> _TEXT SHOWN_:
* Begin *
A Rural Participatory Path of Territorial Enhancement in the Southern Aps of Italy
This week I participated in a virtual visit of the Commonlands in ValGrande, Italy. The three-day visit, focused on the Comuniterrae Project funded by Creative Europe, was hosted by Cultural Heritage in Action. Read a quick overview of the project in this two-page PDF flyer.
Day 1 – Context, Territory & the People
Being a media scholar and storyteller, I appreciated how the hosts tried to emulate a physical tour in the virtual welcome. The moderator mentioned “Welcome, we’re now getting off plane” and similar comments used as transition to the next talks/activities by saying something along the lines of “Now we would be getting onto the bus and going to sit on a terrace to have a coffee and introduce ourselves to each other. ”
They had welcome speeches from the event hosts, a Policy Officer from the European Commission on Education and culture and representatives from the Val Grande National Park.
Local stories on the traditions and heritage of the region were shared from the ValGrande Park communities in the form of video clips. The videos were in Italian (the language of the locals sharing their stories) and were filmed on location in their hamlet/village. The hosts had a separate digital channel that participants who do not speak Italian could hear the English-language translation. The translator did an astounding job of translating the videos not only considering the delays in WiFi connection in the video playback and the low sound quality, but also by adding “flare” and emotion behind the stories being communicated by the locals.
The stories really helped give a virtual tour of the communities and the histories about the ghosts in the mountains, tradition of bread making and basket weaving, and cross-community guided walks through the old donkey trails.
The hosts incorporated live collaboration using mentimeter which worked very well because they shared the link in the Microsoft Teams chat area and the comments participants wrote appear on the Teams shared screen with the beautiful Val Grande National Park photo in the background. Mentimeter is simple for participants because they do not need to login, pre-download or a pre-use training. When it is used for a specific purpose, it can add value to online collaboration between participants.
I also liked the post-event ‘assignment’ the hosts sent in the Teams Chat and also by email. The assignment involved gathering input so participants could select the topic or theme they would be organised into the following day. This worked well because it made me as a participant feel involved and it allowed the hosts to tailor the program each day with those who actually showed up to the event (as participant drop-off after online registrations can happen).
Day 2 – Deep Diving into Commonlands’ Good Practice
The day kicked off with a short presentation from the Comuniterrae team:
The presentation was so stimulating that it resulted in a huge stream of questions appearing in the chat and virtual hands raised!
My reflections on why this happened was: (1) the time in the programme allocated for the project team to present was far too short considering it was the primary reason many participants attended this virtual event; and (2) the project team are not academics and so they provided a societal impact-focused presentation rather than methods-focused content, which is what I think the participants were looking for based on how the event was promoted.
* End *
> _PROVIDED MATERIAL_:
* Begin *
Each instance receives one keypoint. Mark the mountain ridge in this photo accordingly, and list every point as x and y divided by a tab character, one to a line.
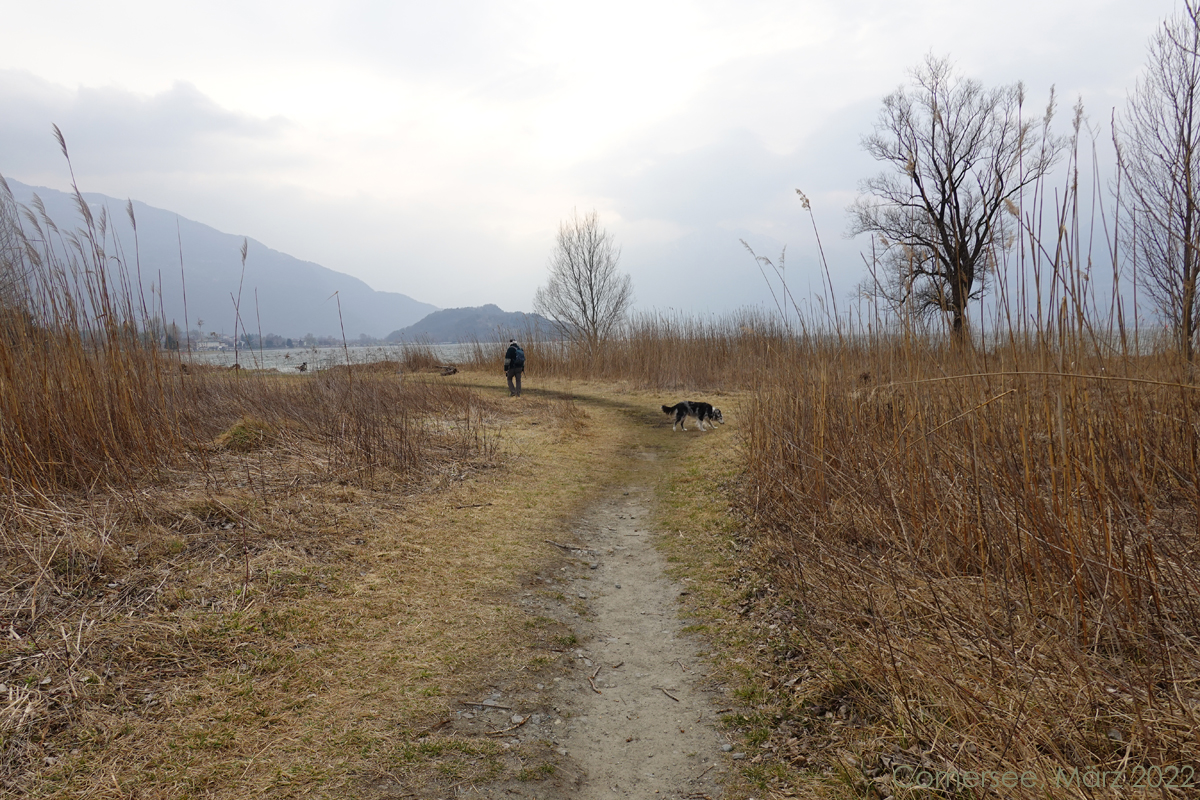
473	324
293	296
* End *
> _TASKS_:
1. Copy word for word from the account of the virtual ValGrande visit, starting at the words "Local stories on" and ending after "by the locals.".
2. Continue the account of the virtual ValGrande visit from the point where it ends.

> _WRITTEN ANSWERS_:
1.
Local stories on the traditions and heritage of the region were shared from the ValGrande Park communities in the form of video clips. The videos were in Italian (the language of the locals sharing their stories) and were filmed on location in their hamlet/village. The hosts had a separate digital channel that participants who do not speak Italian could hear the English-language translation. The translator did an astounding job of translating the videos not only considering the delays in WiFi connection in the video playback and the low sound quality, but also by adding “flare” and emotion behind the stories being communicated by the locals.

2.
I think I am still left wanting more even after a stimulating Q&A session. Thankfully the hosts will share the materials including PowerPoint Presentations and videos with the participants after the event. This again re-iterates the level of interest the project team elicited from this particular group!
Some of my take-aways from the project were:
- New inhabitants to the region were more active participants in the project than existing locals
- Micro-stories were a key focus and videos of locals sharing their stories was highly effective communication medium (this is a key factor in my own academic research)
- There was a push to conserve and rejuvenate dilapidated buildings (e.g., old oil mills; farm houses; fountains)
- They co-designed events with the communities by hosting Town Hall meetings
- Interestingly many locals in the ValGrande had not visited the nearby communities so they developed “community tours” with the first ones held in 2018!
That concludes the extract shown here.